● **ACTIVITY A**:
Answer these questions about the blog post on seeking help in a relationship:
(i) Which website does the coach invite readers to visit?
(ii) According to the post, what do many people wait for before they get help?
(iii) What three behaviors does the post give as examples of fighting dirty?
● **ACTIVITY B**: Carry on the blog post on seeking help in a relationship, starting after the quotation that ends it.

● **DOCUMENT TEXT**:
----
The Balanced Living Journal

Practical information for busy women from Women's Success Coach Catherine Bruns. Visit me also at www.coachbalance.com

Tuesday, October 24, 2006

Happy in Your Relationship?

I've been seeing a lot of couples in my counseling practice lately. I am always so glad when a couple comes through my door looking for help, because there are so many couples and families out there who are really struggling in the world.

Unfortunately many people tend to wait until there is some kind of crisis before they get help. And, really sad are the couples who come to me to end their relationship - when counseling or some type of assistance could have helped years ago.

I'm here to tell you that if there is trouble in your life or relationship, seek help now - don't wait until there is so much damage that repair is not an option.

How do you know to get help in your relationship? Here's what to look for:
  • there is any type of abuse - emotional, physical, etc
  • you are unhappy with your partner
  • you are fighting dirty - name calling, throwing objects, blaming each other
  • your sex life has changed
  • you or your partner has become distant
  • you feel like a roommate instead of an intimate partner
  • you have just had children and are adjusting to the change
  • there has been a shift in roles, such as one of you has become a stay at home parent
  • you have relocated
  • you are experiencing financial difficulties
  • you feel more grumpy or irritable with your partner than happy to be around him or her
Maya Angelou, wise woman of our times, says:

"If you have only one smile in you, give it to the people you love. Don't be surly at home, then go out in the street and start grinning 'Good Morning' at total strangers."
----
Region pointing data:
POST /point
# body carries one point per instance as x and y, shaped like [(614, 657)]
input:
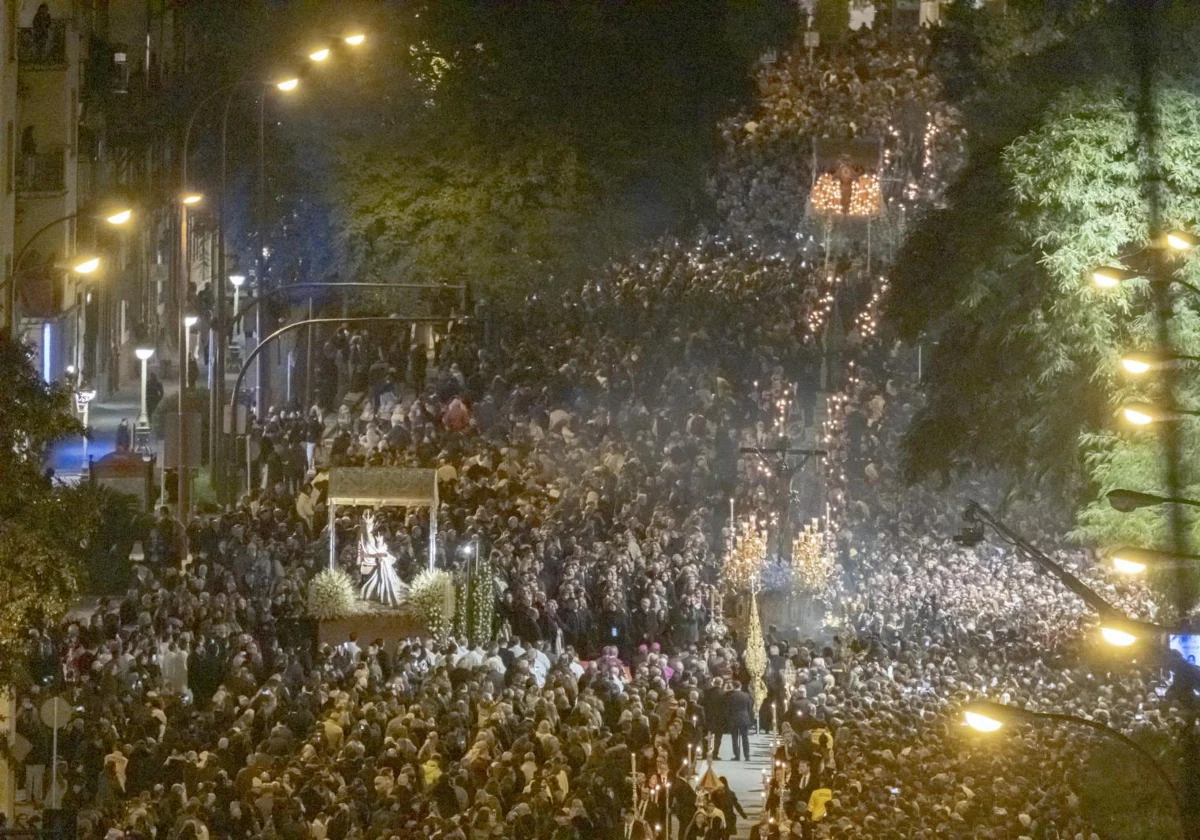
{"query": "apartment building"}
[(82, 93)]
----
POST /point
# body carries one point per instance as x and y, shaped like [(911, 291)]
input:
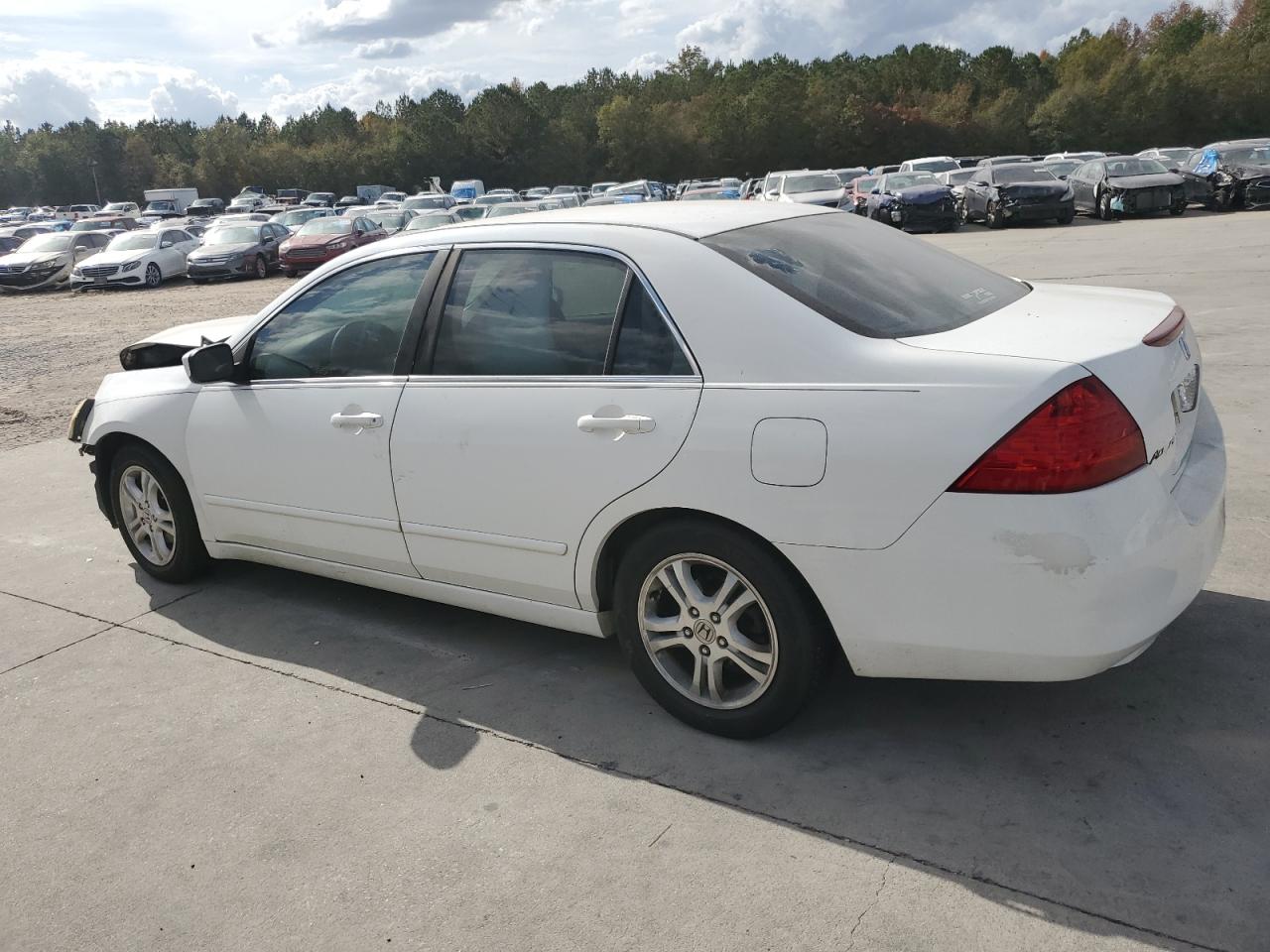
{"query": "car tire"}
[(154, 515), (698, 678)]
----
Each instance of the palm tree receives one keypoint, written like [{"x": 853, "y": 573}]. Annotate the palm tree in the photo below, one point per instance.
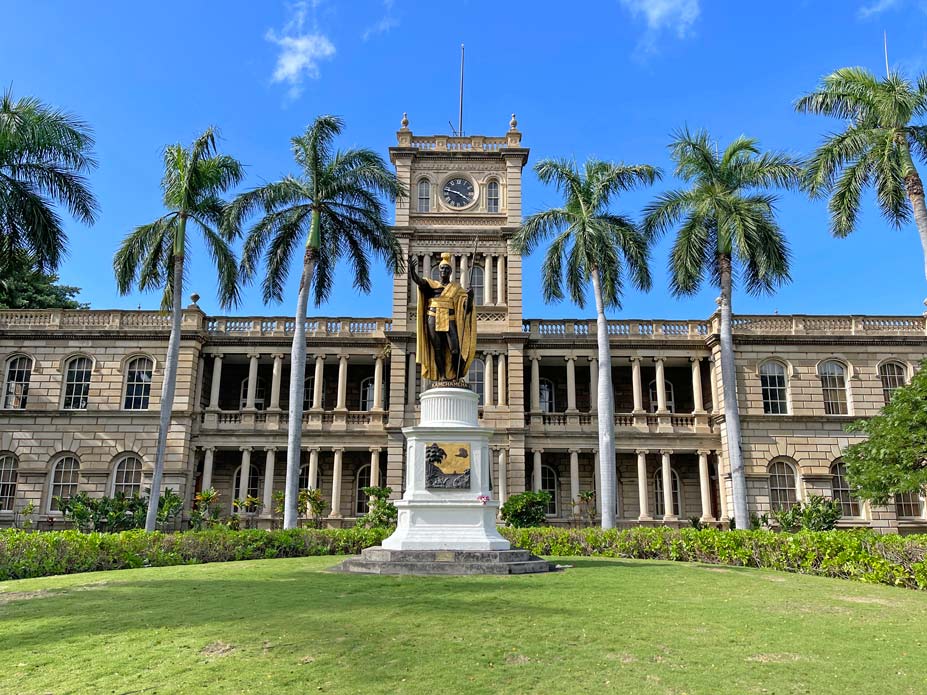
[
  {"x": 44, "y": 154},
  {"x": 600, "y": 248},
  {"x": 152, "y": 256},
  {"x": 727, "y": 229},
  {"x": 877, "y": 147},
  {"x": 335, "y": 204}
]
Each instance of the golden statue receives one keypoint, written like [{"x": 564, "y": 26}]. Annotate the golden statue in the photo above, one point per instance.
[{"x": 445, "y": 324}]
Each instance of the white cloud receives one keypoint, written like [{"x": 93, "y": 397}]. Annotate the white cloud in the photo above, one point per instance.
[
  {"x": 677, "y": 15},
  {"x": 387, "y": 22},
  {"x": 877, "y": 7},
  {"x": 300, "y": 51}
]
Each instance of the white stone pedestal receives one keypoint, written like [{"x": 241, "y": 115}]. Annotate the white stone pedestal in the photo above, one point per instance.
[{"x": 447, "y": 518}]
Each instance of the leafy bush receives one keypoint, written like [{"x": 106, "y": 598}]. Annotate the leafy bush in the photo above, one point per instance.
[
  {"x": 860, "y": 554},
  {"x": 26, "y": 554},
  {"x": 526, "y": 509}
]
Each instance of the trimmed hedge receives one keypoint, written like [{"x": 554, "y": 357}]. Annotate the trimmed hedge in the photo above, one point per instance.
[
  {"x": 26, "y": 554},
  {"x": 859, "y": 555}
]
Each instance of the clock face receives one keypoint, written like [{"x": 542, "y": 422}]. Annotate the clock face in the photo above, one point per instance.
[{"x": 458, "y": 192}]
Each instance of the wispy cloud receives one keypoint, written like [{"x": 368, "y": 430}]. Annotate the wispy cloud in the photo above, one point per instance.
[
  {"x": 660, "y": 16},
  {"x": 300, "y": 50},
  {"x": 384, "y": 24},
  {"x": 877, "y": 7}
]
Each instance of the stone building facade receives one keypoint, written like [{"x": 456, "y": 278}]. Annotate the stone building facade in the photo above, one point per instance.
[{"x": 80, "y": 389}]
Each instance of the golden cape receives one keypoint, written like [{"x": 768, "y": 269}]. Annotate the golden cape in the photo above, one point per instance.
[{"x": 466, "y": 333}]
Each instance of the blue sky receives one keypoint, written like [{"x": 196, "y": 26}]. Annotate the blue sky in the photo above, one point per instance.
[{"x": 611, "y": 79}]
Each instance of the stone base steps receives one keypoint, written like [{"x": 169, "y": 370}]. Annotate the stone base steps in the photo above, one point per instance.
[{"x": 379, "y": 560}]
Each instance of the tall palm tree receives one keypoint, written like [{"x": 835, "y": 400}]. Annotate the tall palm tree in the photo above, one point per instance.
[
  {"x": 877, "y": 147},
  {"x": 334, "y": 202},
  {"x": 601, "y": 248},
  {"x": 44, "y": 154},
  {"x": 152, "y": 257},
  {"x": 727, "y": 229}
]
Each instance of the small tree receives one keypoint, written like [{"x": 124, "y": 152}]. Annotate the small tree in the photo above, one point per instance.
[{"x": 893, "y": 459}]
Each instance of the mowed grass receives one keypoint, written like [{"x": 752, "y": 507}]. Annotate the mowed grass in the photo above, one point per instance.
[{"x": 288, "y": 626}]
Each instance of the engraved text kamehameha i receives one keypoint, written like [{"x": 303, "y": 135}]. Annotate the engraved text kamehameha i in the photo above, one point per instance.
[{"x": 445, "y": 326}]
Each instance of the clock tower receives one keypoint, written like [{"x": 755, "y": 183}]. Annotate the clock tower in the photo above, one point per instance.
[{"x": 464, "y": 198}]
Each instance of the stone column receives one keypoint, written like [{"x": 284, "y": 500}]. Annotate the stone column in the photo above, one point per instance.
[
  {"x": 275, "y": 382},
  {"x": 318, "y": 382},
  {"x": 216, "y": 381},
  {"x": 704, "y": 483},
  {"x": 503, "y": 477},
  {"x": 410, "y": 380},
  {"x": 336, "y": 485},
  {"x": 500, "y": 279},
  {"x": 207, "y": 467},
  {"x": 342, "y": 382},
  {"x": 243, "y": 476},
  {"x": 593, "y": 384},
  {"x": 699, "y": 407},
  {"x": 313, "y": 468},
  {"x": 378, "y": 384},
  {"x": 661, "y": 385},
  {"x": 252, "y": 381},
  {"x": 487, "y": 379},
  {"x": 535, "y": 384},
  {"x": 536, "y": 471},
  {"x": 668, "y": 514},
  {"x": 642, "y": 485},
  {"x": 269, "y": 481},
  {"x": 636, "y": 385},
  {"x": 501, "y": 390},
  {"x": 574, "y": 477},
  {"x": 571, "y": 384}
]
----
● **RESPONSE A**:
(i) www.coachbalance.com
(ii) Some kind of crisis.
(iii) Name calling, throwing objects, and blaming each other.

● **RESPONSE B**:
If you are treating those outside your home better than you are those inside, that's a sure sign to get help.

In most states, you have several options to get some great counseling. Here's the kind of professionals you can choose:
  • Clinical Psychologist - has a Ph.D, which means that they have trained for generally about 4-6 years to provide counseling and other helping services.
  • Marriage and Family Therapist - MFT - has a Masters degree and is trained specifically in the area of helping couples and families, though this profession can do more than that.
  • Social Worker - LCSW, QCSW, DCSW - has a Masters degree, and can focus in their training in multiple areas such as, community, medical, or clinical.
  • Licensed Counselor - has a Masters degree and has been trained to provide counseling in a general way.
  • Psychiatrist - MD, provides medication assessment and management and may sometimes provide counseling as well.
All the above professions may be licensed in your state, which means that the individual has taken at the very least a written test and has been supervised for a number of hours.

The best way for you to find a referral to a good counseling professional is to ask a trusted friend, family member or doctor. If you know someone who is happy with their counseling professional, that is a great endorsement. If you call a counseling professional and they cannot see you, for whatever reasons, ask that person for referral names.

What's important in choosing the right professional for you is how comfortable and confident you feel with that professional. Does that person understand you? Do feel like you are improving? Do you feel like you can ask questions and reject the counselor's ideas?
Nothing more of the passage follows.